» **WHAT IS ASKED**: Exactly the lines from the one containing "Where can the aircraft nose" through the end of the data below are to be reproduced, and nothing besides them.
============================================================
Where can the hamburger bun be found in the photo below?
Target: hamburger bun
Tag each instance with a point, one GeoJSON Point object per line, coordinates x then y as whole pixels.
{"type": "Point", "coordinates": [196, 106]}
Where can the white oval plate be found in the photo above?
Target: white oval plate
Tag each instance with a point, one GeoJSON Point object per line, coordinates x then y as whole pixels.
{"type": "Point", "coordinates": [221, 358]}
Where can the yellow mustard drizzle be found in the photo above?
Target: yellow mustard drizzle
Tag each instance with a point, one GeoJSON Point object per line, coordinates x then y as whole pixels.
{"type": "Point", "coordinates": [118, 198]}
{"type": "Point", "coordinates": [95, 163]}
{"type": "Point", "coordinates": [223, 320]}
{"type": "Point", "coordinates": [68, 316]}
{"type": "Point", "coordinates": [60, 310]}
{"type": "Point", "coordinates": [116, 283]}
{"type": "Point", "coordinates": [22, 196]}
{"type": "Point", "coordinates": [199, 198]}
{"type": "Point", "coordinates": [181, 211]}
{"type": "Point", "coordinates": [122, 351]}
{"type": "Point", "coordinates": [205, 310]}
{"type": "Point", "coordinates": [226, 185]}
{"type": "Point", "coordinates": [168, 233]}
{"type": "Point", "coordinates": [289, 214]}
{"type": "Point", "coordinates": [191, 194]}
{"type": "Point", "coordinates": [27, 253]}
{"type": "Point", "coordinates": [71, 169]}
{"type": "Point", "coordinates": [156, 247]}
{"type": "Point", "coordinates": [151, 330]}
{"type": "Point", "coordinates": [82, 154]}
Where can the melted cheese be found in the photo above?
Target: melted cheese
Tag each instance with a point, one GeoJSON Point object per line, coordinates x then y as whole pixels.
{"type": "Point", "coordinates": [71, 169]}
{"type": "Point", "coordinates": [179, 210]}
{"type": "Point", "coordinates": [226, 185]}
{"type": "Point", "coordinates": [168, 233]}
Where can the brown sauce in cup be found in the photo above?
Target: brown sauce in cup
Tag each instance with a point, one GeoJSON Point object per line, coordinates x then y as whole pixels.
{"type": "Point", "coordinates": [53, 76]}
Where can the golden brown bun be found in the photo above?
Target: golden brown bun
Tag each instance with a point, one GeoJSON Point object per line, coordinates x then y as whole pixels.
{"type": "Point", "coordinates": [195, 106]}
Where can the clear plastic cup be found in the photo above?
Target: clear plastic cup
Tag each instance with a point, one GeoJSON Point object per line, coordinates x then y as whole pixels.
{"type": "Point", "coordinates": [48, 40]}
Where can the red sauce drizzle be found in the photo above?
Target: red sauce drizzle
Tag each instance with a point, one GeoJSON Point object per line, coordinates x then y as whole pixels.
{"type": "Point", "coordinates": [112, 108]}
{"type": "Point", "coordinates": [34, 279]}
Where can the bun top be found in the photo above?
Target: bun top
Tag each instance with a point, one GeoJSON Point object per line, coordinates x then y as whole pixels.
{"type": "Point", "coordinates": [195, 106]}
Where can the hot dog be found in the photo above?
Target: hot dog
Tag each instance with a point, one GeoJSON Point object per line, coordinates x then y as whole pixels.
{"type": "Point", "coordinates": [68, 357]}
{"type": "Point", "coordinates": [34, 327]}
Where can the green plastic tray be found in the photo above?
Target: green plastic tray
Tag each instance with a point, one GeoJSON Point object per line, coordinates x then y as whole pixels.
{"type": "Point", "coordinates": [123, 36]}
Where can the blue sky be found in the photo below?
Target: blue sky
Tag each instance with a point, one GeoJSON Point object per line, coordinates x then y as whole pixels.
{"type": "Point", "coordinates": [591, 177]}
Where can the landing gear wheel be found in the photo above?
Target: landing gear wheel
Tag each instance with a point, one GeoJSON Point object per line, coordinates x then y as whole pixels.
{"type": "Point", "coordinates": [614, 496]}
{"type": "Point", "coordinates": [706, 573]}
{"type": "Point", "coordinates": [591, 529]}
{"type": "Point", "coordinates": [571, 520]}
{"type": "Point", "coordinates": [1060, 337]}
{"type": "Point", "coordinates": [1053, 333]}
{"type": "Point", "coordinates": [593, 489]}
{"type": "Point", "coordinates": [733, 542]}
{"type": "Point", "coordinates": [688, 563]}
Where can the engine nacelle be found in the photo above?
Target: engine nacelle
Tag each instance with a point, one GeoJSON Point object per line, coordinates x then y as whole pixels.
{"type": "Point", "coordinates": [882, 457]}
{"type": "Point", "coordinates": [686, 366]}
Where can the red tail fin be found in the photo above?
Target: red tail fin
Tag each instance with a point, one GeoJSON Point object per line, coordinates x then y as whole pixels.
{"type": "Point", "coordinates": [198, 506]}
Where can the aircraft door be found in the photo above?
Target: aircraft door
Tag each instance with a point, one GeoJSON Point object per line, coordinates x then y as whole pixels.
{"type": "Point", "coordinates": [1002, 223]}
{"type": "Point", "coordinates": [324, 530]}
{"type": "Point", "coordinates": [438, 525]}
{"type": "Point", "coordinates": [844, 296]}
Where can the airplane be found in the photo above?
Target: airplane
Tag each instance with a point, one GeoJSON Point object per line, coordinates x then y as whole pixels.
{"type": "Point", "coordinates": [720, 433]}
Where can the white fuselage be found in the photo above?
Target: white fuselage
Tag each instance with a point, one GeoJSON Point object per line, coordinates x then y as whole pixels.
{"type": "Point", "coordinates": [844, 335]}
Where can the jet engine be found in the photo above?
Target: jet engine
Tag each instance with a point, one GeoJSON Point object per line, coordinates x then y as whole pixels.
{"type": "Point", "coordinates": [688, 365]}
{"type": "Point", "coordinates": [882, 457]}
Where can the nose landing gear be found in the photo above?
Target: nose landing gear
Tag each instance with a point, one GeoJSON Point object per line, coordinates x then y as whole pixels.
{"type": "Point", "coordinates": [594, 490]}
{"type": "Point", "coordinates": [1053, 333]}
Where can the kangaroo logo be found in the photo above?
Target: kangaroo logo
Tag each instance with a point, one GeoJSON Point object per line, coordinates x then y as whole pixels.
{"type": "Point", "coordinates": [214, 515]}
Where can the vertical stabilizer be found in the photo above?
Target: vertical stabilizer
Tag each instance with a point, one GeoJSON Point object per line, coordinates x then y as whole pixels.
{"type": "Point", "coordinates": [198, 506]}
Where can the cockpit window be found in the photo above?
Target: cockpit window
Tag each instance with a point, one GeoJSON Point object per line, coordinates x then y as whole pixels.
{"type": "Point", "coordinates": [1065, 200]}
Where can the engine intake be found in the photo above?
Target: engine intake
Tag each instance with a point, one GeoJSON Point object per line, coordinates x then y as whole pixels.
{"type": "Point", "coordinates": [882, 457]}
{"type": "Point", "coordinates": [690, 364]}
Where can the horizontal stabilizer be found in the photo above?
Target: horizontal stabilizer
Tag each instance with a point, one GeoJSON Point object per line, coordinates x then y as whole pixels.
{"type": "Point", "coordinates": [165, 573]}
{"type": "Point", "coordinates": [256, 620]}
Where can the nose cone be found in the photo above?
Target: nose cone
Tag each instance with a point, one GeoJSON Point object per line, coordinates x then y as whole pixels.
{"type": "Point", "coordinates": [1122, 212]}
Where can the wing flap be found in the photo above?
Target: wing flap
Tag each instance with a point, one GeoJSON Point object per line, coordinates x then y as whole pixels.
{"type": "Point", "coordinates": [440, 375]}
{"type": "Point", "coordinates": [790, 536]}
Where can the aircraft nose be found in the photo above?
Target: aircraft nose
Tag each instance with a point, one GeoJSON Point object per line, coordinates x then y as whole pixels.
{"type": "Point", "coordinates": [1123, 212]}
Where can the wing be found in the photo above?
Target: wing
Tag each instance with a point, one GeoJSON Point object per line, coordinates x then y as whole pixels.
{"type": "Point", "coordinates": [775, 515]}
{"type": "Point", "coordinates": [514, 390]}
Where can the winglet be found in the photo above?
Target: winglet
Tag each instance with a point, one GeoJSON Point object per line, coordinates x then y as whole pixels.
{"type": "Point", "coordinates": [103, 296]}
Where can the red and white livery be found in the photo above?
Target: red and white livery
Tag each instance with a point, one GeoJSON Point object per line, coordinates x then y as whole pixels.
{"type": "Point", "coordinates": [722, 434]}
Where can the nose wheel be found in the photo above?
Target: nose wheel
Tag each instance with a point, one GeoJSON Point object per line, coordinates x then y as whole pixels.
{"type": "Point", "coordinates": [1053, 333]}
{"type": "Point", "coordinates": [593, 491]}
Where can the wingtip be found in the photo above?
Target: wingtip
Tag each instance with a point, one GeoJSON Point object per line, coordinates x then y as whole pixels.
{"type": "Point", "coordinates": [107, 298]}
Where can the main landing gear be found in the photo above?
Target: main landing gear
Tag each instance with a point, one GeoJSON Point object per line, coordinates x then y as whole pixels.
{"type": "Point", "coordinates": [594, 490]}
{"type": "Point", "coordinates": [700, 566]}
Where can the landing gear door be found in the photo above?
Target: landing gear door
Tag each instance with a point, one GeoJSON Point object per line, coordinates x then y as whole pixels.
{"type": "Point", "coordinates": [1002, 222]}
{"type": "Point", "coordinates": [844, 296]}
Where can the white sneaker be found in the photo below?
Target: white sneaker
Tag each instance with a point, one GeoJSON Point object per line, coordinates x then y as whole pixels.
============================================================
» **CORRECT OUTPUT**:
Where can the aircraft nose be found in the photo above?
Target: aircraft nose
Tag each instance with a point, one GeoJSON Point object per line, coordinates x then y as whole pixels.
{"type": "Point", "coordinates": [1123, 212]}
Where can the wing be found in the photo above?
Target: wing
Tag each instance with a point, one GeoJSON Point object per line, coordinates x then y as whole pixels.
{"type": "Point", "coordinates": [775, 515]}
{"type": "Point", "coordinates": [514, 390]}
Where can the winglet be found in the photo above?
Target: winglet
Tag each instance with a point, one GeoJSON Point object per line, coordinates x then y as whole pixels.
{"type": "Point", "coordinates": [103, 296]}
Where can the red and white livery be found in the photo above?
Target: red and white livery
Tag each instance with a point, one GeoJSON Point object per line, coordinates x then y as whole pixels.
{"type": "Point", "coordinates": [722, 434]}
Where can the nose wheel be found in the photo above?
Target: nose wheel
Tag each instance with a point, one GeoJSON Point object per line, coordinates x then y as whole pixels.
{"type": "Point", "coordinates": [1053, 333]}
{"type": "Point", "coordinates": [593, 491]}
Where can the wingtip be found in the photo above?
Target: wingtip
Tag each instance with a point, one GeoJSON Point object per line, coordinates x then y as whole pixels.
{"type": "Point", "coordinates": [107, 298]}
Where can the main landing gear be found in the photo above?
Target: main landing gear
Tag each instance with a point, one GeoJSON Point object per line, coordinates x then y as whole pixels.
{"type": "Point", "coordinates": [594, 490]}
{"type": "Point", "coordinates": [700, 566]}
Where can the landing gear door be found in the photo above?
Target: landing gear door
Tag each instance with a point, one GeoJSON Point object per line, coordinates x then y as whole pixels.
{"type": "Point", "coordinates": [1002, 222]}
{"type": "Point", "coordinates": [844, 296]}
Where can the white sneaker be found in the photo below?
Target: white sneaker
Tag each instance with a point, one GeoJSON Point object per line, coordinates x then y as whole pixels.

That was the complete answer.